** START **

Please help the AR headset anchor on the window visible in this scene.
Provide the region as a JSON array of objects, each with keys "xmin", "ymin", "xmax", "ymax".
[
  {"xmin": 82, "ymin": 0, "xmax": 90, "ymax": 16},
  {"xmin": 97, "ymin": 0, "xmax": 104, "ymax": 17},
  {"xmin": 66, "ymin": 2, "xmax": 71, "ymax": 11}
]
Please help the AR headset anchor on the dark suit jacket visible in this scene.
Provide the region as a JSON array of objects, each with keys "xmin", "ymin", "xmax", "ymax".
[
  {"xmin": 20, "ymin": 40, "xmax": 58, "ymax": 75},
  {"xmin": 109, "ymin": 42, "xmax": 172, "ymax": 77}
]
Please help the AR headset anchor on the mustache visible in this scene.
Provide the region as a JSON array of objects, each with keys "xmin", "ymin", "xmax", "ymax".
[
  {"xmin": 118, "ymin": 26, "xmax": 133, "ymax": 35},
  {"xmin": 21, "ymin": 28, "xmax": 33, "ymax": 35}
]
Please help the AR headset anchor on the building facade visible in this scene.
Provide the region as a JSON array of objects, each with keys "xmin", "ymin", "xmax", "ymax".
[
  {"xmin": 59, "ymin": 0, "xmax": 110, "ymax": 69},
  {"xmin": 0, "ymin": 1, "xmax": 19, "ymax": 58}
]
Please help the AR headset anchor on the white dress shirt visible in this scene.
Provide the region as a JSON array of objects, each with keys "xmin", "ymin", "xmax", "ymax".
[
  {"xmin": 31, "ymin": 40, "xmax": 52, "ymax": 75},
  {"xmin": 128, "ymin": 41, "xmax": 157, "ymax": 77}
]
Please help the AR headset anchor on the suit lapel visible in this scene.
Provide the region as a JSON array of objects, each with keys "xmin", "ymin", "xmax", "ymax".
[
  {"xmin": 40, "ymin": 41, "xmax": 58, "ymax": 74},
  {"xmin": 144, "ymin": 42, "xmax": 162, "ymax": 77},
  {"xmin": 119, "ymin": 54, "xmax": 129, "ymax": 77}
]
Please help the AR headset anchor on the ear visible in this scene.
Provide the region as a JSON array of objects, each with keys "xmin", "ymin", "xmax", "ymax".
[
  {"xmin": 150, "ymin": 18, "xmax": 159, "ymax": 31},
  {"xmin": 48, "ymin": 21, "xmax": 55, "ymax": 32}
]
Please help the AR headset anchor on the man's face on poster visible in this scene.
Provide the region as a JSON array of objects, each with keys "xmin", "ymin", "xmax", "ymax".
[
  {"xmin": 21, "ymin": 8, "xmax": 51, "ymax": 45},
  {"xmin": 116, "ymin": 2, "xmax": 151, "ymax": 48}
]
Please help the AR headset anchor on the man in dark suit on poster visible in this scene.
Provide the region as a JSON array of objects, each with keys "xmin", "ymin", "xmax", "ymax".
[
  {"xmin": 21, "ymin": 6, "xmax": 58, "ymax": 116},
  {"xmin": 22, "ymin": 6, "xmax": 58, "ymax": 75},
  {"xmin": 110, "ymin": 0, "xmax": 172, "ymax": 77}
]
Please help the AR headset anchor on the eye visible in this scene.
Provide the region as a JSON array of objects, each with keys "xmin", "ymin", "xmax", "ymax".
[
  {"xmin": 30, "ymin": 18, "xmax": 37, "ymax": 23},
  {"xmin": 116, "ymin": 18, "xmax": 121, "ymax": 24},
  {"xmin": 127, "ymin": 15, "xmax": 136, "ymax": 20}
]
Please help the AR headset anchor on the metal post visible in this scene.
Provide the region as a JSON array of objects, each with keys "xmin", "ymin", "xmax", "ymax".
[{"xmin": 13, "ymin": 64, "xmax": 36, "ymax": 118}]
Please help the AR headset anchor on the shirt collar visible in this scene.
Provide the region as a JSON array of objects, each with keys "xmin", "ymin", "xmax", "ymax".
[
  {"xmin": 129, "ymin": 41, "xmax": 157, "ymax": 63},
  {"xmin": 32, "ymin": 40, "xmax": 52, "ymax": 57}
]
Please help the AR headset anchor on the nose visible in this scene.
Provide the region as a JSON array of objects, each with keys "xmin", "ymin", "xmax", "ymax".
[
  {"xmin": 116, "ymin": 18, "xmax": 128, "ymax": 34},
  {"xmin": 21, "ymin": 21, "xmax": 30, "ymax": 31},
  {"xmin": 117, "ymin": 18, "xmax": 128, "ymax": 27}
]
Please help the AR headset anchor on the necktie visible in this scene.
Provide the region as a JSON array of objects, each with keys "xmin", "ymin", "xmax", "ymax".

** END **

Count the lines in the rows above that contain the word "suit", treating uppercase and lowercase as different, and reply with only the number.

### FINISHED TASK
3